## Data excerpts
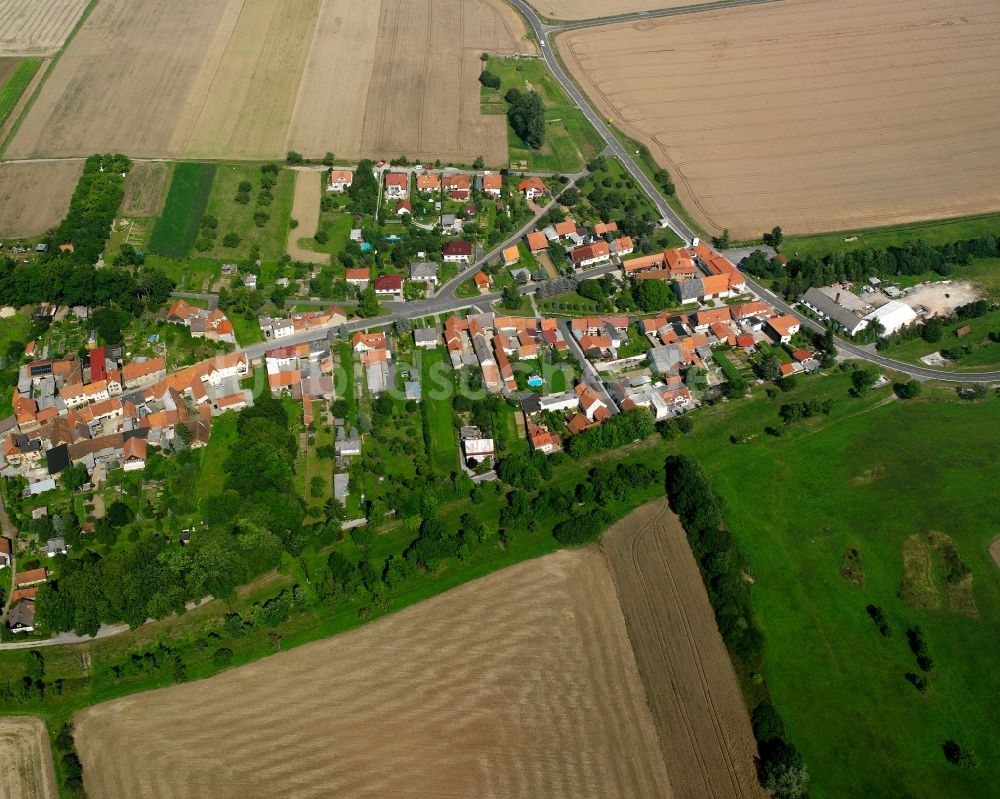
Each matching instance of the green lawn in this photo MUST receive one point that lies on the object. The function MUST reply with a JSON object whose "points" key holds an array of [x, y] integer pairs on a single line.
{"points": [[212, 477], [247, 330], [13, 88], [935, 232], [869, 480], [238, 218], [570, 140], [177, 227], [437, 385]]}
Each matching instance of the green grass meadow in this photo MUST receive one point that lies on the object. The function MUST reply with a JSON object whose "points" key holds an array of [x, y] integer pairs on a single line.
{"points": [[869, 478], [177, 227], [935, 232], [14, 86]]}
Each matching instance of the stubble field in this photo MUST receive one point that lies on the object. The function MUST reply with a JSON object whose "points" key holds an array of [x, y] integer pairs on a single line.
{"points": [[591, 9], [35, 197], [703, 726], [25, 760], [810, 114], [253, 79], [520, 684], [36, 27]]}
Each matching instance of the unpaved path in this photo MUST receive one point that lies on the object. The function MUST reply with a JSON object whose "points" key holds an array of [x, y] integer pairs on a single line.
{"points": [[305, 208], [703, 724]]}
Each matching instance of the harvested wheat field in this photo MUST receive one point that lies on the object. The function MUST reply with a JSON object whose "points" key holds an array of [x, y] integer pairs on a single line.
{"points": [[591, 9], [520, 684], [305, 209], [37, 27], [25, 759], [703, 726], [145, 189], [856, 114], [35, 196], [125, 81], [254, 78], [420, 96]]}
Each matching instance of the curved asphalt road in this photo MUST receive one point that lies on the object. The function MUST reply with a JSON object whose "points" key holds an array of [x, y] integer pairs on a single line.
{"points": [[543, 30]]}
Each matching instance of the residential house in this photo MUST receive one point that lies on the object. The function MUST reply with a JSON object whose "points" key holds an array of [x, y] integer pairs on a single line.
{"points": [[458, 252], [424, 272], [537, 242], [397, 185], [426, 338], [782, 328], [389, 287], [590, 254], [359, 277], [427, 183], [532, 188], [340, 180], [493, 185]]}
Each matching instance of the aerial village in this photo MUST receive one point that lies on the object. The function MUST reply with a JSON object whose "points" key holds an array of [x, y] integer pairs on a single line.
{"points": [[555, 375]]}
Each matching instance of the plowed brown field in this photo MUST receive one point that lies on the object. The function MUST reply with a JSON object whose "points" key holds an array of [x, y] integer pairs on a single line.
{"points": [[36, 27], [810, 114], [591, 9], [25, 759], [254, 78], [520, 684], [703, 725], [35, 196]]}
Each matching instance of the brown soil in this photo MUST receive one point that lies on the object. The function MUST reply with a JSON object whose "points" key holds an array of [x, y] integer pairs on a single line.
{"points": [[255, 78], [145, 189], [703, 725], [37, 27], [25, 759], [35, 197], [305, 208], [729, 101], [591, 9], [520, 684]]}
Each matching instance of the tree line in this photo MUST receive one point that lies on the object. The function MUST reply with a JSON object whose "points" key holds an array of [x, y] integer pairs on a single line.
{"points": [[912, 258], [780, 767]]}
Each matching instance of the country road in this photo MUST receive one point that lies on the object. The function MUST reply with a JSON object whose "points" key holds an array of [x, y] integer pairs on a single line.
{"points": [[543, 31]]}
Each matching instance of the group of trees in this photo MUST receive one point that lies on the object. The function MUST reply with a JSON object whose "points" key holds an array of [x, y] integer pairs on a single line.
{"points": [[780, 766], [526, 115], [617, 431], [913, 258]]}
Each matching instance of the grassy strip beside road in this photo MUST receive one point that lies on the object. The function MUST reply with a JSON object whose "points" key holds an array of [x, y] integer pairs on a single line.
{"points": [[570, 140], [15, 85], [177, 227]]}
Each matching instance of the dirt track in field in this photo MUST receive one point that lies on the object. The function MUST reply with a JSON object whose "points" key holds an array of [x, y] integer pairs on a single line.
{"points": [[814, 115], [25, 759], [703, 725], [254, 78], [37, 27], [145, 189], [520, 684], [35, 196], [305, 208]]}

## Problem to work on
Leave out the pictures and return the listing exactly.

## Exercise solution
Each matching instance of the green lawn in this photo MUST receive one point that lies on the object. The function MUST reply with a JSON object whose "points" key holds an array of [x, y] integer pairs on a single line.
{"points": [[212, 477], [247, 330], [13, 88], [935, 232], [869, 480], [238, 218], [570, 140], [177, 227], [437, 385]]}
Each matching instance of the green grass meadow in this photo MUST receive one point that lies on the object. The function MUST reply with a JSON object whose "points" key holds an array of [x, y] integer pairs on a single line.
{"points": [[869, 478], [177, 227], [935, 232], [14, 86]]}
Each matching instance of the stubble field in this photo MUST receive one point that lies on the object. The function MUST reply with a JSON object whose "points" key holds an array of [x, y] integer pairs on a single line.
{"points": [[591, 9], [35, 197], [703, 726], [25, 760], [810, 114], [253, 79], [520, 684], [36, 27]]}
Each matching instance of the unpaved path in this photo MUST receive one point that lies on the object. The function MUST reply with a JSON object whose "points" key holds an array of [x, y] integer pairs on a single line.
{"points": [[305, 208], [703, 724]]}
Each matching instance of the harvested wheat field in this photo MUST receive one point that lies on the object. The function MUST reply with a JSON object whose "points" key holds an array of [x, y] integer pairs on a single line.
{"points": [[591, 9], [520, 684], [305, 209], [37, 27], [25, 759], [703, 726], [145, 189], [856, 114], [35, 196], [125, 81], [254, 78], [420, 96]]}
Each matching instance of the curved asphalt road in this photo MUST receive one point that lies on the object. The function MUST reply with a JSON object whose "points" key holds an array of [x, y] integer pairs on a single line.
{"points": [[543, 30]]}
Each matching instance of the residential house in this photo MUST receive one point that lies on the object. The function MUST reply with a JSON object whose "points" key holds an array of [x, y] integer pairs on a single line.
{"points": [[458, 252], [424, 272], [537, 242], [397, 185], [426, 338], [782, 328], [389, 287], [590, 254], [359, 277], [427, 183], [532, 188], [340, 180], [493, 185]]}
Each matching instance of the aerial village in this photo MUST receive one point that lies on the object. The function MUST reply with a JSON object whose "points" key holds an array of [x, y] integer pairs on a single line.
{"points": [[555, 375]]}
Each matching instance of the plowed brown field in this photo MUST receive one point that lies on the object. The function MUST reply with a JSON object whose "points" key holds an array of [x, y] integer pairs on a single line.
{"points": [[36, 27], [810, 114], [591, 9], [25, 759], [254, 78], [520, 684], [703, 725], [35, 196]]}
Each matching instance of the brown soil in this photo MUST receive one point that lies on the object. The function MUST reply with a JSON object whose "points" key holds an array of [x, y] integer pairs on a single line.
{"points": [[255, 78], [145, 189], [703, 725], [37, 27], [25, 759], [35, 197], [305, 208], [729, 101], [591, 9], [520, 684]]}
Each matching instance of the tree line in this photo MUST receive one point that lies on the object. The function MUST reply with a JSON object whose "points" key holds an array of [x, y] integer pairs on a single line.
{"points": [[912, 258], [780, 767]]}
Each matching instance of the country road in this photo MUST receive one point that lies on the object. The function MUST reply with a JSON object whose "points" key holds an array of [x, y] integer pairs on a single line.
{"points": [[543, 31]]}
Each matching instance of the group of trees in this photo MUST receive one point that lies on the object. The function MUST reply with a JSON object whose "points" key holds an array of [x, y] integer pairs on a single line.
{"points": [[780, 766], [526, 115], [617, 431], [913, 258]]}
Each matching instance of the grassy strip beside road in this photo MUST receive one point that lies on the object. The function MUST reply with a JSON object whose "points" key holds an array of [x, y] integer pairs on a single line.
{"points": [[570, 140], [15, 85], [177, 227]]}
Each matching instance of the dirt track in field in this photo MUST receive one point that lies on the object. The function MUST reply with a JSON object whose "points" key holds an array of [x, y] integer pairs on a single line.
{"points": [[814, 115], [25, 759], [703, 725], [254, 78], [37, 27], [145, 189], [520, 684], [35, 196], [305, 208]]}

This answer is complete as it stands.